→ Problem: Rewrite the entries below, replacing "Put a point on" with "Place a dot on" and keeping everything else the same. Leave the pictures out of your version.

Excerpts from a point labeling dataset
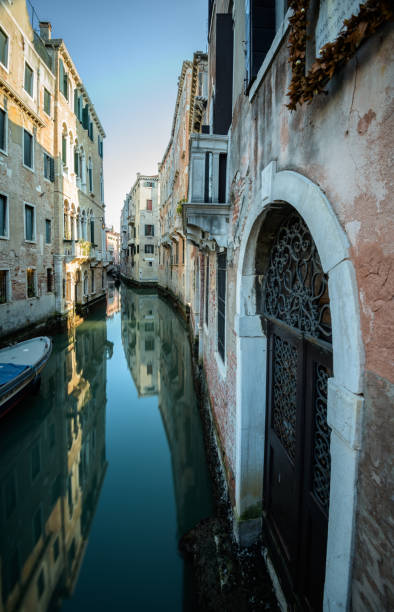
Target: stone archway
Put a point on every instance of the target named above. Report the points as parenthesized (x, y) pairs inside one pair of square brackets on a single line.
[(344, 404)]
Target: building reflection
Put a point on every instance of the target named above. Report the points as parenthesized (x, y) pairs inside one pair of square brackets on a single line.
[(157, 351), (52, 466)]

→ Written response:
Target: stone archway
Place a dot on every instance of the target named above. Report the points as parenthesized (x, y) pairs inside one pair of square brackets on a single line.
[(344, 404)]
Target: building reflection
Place a dot on every instance of the target named above. Report the points as parenthesized (x, y) pairs inside one pair of square brackets on a single line.
[(157, 351), (52, 466)]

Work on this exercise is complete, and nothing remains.